What you have to do - Single out the lines of the material that contain "sleeve" and copy them.

Data for review -
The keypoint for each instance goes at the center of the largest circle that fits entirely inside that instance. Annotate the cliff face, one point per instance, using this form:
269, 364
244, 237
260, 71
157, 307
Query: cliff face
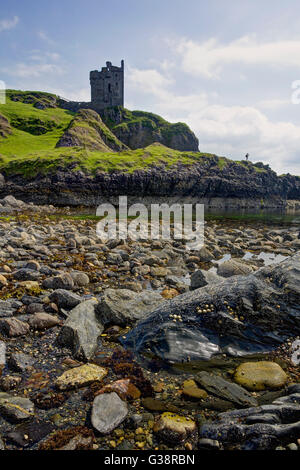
89, 131
138, 129
233, 186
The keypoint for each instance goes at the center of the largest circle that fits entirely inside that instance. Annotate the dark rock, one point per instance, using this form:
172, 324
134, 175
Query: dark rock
124, 307
13, 327
65, 299
81, 330
108, 412
225, 390
20, 362
238, 316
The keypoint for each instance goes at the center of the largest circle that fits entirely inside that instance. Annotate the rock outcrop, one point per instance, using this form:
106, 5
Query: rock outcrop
239, 316
87, 130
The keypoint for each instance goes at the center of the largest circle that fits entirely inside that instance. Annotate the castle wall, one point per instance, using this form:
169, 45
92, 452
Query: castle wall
107, 86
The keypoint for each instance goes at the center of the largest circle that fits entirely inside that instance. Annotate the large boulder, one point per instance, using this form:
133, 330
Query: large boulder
239, 316
108, 412
260, 375
81, 330
124, 307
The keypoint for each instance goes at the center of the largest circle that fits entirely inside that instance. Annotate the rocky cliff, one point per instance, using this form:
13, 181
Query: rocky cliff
234, 185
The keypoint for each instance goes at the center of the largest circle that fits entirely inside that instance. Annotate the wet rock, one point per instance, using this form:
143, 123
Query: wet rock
26, 275
62, 281
43, 321
75, 438
239, 316
2, 355
124, 307
81, 330
80, 376
9, 382
233, 268
15, 409
80, 279
21, 362
13, 327
175, 429
65, 299
191, 390
225, 390
108, 412
208, 444
249, 429
260, 375
3, 281
201, 278
29, 433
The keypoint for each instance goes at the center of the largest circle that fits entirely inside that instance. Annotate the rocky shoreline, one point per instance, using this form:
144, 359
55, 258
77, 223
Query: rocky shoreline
233, 186
146, 345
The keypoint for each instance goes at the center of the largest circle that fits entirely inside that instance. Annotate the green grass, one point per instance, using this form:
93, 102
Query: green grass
48, 161
20, 142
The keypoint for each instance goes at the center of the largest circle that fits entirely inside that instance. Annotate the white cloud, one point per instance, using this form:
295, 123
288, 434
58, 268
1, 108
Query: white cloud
8, 24
231, 131
208, 58
44, 37
24, 70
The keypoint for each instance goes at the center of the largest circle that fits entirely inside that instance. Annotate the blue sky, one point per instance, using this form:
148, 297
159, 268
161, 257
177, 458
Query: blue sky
224, 67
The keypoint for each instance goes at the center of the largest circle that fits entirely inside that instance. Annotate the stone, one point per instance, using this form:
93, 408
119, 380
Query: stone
253, 428
15, 409
80, 376
108, 412
65, 299
123, 307
80, 279
237, 317
208, 444
201, 278
3, 281
62, 281
2, 355
21, 362
233, 267
24, 274
43, 321
260, 375
81, 330
191, 390
13, 327
225, 390
174, 429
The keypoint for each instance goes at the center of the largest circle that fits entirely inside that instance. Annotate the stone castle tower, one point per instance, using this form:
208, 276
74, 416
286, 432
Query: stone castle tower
107, 86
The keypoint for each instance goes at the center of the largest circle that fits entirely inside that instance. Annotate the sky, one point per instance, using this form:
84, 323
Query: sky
229, 69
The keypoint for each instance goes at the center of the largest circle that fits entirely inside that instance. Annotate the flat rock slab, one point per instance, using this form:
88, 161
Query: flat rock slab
108, 412
124, 307
80, 376
2, 354
15, 409
239, 316
260, 375
224, 389
81, 330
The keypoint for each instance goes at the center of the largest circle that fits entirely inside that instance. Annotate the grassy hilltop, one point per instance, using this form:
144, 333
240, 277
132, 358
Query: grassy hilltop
37, 136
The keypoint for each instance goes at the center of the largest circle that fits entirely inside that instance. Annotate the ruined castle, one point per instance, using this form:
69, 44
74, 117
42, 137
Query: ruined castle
107, 89
107, 86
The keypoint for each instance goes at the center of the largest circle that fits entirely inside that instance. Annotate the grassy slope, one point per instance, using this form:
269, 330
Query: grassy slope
28, 154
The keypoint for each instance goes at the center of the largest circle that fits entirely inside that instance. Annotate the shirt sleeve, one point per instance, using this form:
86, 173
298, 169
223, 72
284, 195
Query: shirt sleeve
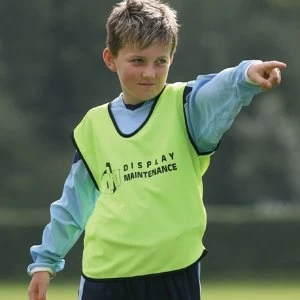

Result -
The keypoint for each instance goes at the center of the largest circle that fits entirely inside that instance. Annotate the shirt sleeve, one point per instance, using this form:
Query: shirt sleeve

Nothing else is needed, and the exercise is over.